> [WRITTEN TASK]:
Answer the following questions using the passage on Italian defense below.
1. Who edited the book "Italy and the arms race - a counter- White Book of Defense"?
2. For which year is the Irdisp "report" on the conditions of defense?
3. What two subjects are covered by the essays that show the same deviations amplified in the American empire?

ABSTRACT: Western culture, in its different components, is presently unable to provide satisfactory answers to the crisis affecting the international system. The "defense model", which has prevailed up to this day, is a fundamental part of this culture, and it must be referred to in terms of building a concrete alternative, if we want to find a way out from the crisis. The essays published in the book "Italy and the arms race - a counter- White Book of Defense" edited by Marco de Andreis and Paolo Miggiano, IRDISP (Reseach Institute for Disarmament Development and Peace) researchers, are hereby presented and summarized.

(IRDISP - Italy and the arms race - Franco Angeli, Milan 1987)

The chronic incapacity of the national Armed Forces to produce that which is referred to as the common good of security, the dispersion, the distraction, and the unwise use of the consistent financial means destined for defense, the gradual assertion of a policy of rearmament, heavily conditioned by the interests of the "lords" and the "merchants" of war, and independent from any strategic vision, the impermeability of the Defense Administration to parliamentary control: this is what can be gathered from the chapters devoted to Italy contained in the "report" on the conditions of defense for 1986, laid down by the Irdisp.

We all perceive a sense of growing insecurity and impotence as regards old and new threats, an insecurity which seems to be increasing, not decreasing, precisely with the increase of the resources devoted to defense and with the perfectioning of the military instruments which should dissuade the enemy from engaging in a war. The process of modernization of the national military instrument and the very defensive doctrines adopted by the military and political leadership appear ever more alien and indifferent to the new requests of security which the complex mechanisms of the international system impose on the international community. The strategic options, and those relative to the size and the structure of the military apparatus seem more like the sub-product of industrial, commercial, occupational and lobbying interests, and of international political options accepted without criticism, independent variables as regards the need for security. It is unquestionable that the prevailing of these interests - be

they legitimate or illegitimate - and the resigned acceptance of the inadequacy of the military instrument concerning security problems, necessarily lead to the transfer of the decisional power from the constitutional organs to the economic, political and corporate oligarchies who detain these interests.

Moreover, if we look beyond the narrow national dimension, we see that in the international community two apparently conflicting pressures are operating, those relying on fear of a nuclear holocaust, and those relying on the reassuring power of an equal combination between exhibition of amazing and ever more destructive arms, and the promise of concluding decisive agreements and achieving disarmament.

The legitimate suspicion arises, that the wide-spread anxiety for the "day-after" is being exploited both by the people claiming that it is necessary, for the sake of survival, to deny the imperative of defense and the very existence of threats, both by people asserting that they want ro rid us from the nuclear nightmare, selling us the costly illusion of a total and perfect defense.

With the two essays on the SDI (Strategic Defense Initiative) and on U.S. strategic policies, the same theoretical limits and the same deviations in the defensive policies in our country appear to be amplified in the American empire.

The essay, apparently of a purely technical nature, on the subject of the division of the burden of defense among the NATO member countries, brings us to the core of the contradiction between demand for security and inadequacy of the present national and integrated defensive structures which the West has provided itself with.

If it is true that the European countries fully respect the fixed shares of the distribution of the expenditure within NATO, as is especially proved for Italy in the chapter devoted to the analysis of the defense budget, it is equally unquestionable that there exists a political agreement, not written but satisfactorily accepted everywhere, on the basis of which Europe delegates the U.S. empire to perform the tasks of common defense, and the USA reward European obedience to its role of power with the highest military expenses.

(Detection examples)
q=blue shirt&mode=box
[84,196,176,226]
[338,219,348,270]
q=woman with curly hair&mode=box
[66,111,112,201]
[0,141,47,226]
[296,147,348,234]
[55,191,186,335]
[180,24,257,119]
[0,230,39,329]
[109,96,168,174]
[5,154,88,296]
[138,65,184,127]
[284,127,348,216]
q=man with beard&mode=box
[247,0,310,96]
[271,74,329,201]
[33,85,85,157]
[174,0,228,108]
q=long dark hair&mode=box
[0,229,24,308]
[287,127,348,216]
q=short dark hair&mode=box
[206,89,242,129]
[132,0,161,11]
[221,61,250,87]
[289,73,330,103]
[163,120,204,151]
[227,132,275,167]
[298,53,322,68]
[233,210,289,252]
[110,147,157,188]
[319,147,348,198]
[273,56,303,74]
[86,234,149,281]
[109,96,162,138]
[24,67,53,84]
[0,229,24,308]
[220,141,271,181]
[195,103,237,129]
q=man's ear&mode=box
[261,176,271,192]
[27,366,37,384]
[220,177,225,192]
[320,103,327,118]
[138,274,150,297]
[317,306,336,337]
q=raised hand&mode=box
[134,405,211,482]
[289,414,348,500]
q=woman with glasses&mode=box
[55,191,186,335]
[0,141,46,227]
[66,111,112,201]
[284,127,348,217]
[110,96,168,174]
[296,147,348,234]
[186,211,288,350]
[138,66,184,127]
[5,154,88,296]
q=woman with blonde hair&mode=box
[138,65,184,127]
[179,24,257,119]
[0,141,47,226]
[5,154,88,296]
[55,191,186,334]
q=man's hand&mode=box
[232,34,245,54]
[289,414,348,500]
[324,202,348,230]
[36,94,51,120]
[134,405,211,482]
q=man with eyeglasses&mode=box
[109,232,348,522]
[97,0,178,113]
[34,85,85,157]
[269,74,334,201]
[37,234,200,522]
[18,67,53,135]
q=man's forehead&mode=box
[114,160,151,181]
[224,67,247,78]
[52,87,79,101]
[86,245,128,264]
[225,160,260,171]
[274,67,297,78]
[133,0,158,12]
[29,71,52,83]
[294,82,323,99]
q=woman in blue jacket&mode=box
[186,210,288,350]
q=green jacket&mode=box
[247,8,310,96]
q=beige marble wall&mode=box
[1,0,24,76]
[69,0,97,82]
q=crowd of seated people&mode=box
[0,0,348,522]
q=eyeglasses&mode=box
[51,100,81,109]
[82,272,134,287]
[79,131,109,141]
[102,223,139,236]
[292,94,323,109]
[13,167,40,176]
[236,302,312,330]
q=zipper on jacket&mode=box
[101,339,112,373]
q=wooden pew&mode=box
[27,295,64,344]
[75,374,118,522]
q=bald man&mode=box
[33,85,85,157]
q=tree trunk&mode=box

> [EXERCISE RESPONSE]:
1. Marco de Andreis and Paolo Miggiano.
2. 1986.
3. The SDI (Strategic Defense Initiative) and U.S. strategic policies.